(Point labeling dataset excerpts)
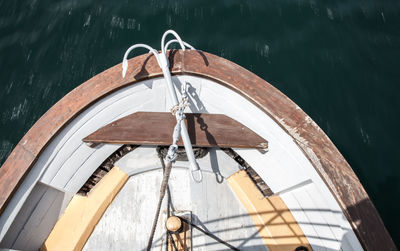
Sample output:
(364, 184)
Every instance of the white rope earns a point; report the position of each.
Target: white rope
(179, 107)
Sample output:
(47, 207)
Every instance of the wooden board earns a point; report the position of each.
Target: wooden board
(333, 168)
(156, 128)
(83, 212)
(276, 224)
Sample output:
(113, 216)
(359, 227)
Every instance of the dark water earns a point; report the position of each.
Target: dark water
(338, 60)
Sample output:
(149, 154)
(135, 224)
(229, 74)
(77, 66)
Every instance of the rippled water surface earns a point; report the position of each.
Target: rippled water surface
(338, 60)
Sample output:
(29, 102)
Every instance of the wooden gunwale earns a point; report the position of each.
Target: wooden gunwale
(326, 159)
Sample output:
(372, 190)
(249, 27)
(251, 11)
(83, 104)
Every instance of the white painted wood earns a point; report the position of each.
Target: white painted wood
(127, 222)
(67, 163)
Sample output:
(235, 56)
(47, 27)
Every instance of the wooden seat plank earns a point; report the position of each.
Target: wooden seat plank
(156, 128)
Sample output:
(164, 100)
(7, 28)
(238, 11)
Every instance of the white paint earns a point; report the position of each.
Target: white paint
(127, 222)
(67, 163)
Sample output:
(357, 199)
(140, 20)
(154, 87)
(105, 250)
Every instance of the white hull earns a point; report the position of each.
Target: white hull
(67, 163)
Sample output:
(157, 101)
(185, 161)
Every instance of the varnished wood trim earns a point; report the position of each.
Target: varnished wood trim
(83, 213)
(275, 223)
(330, 164)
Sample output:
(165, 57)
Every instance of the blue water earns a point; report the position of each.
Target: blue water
(338, 60)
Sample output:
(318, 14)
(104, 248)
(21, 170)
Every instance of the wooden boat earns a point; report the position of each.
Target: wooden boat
(87, 175)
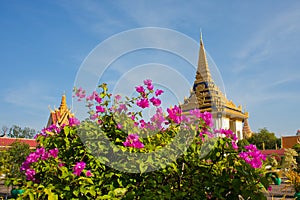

• Objective: Pull out every line of the records that contains the string "report". Letter case matters.

• Result:
Every instance of the white rope earns a point; report the position of each.
Every instance of the wooden board earns a point; report the position of each.
Every instance of the dark water earns a point; report the position of each.
Every instance of the rippled water surface earns a point; report the position of each.
Every instance of the wooden gunwale earns a point; report the position of each.
Every instance of the white painted wood earns a point; report the position of each.
Every instance of the wooden seat plank earns a point; report the position of each.
Every instance of the white paint earns a point; report the position of each.
Every instance of the white hull earns a point; report the position of each.
Every instance of the varnished wood trim earns a point; report the position of each.
Every instance of the blue water earns a point; report the position of each.
Every instance of the wooden boat earns a point; report the position of each.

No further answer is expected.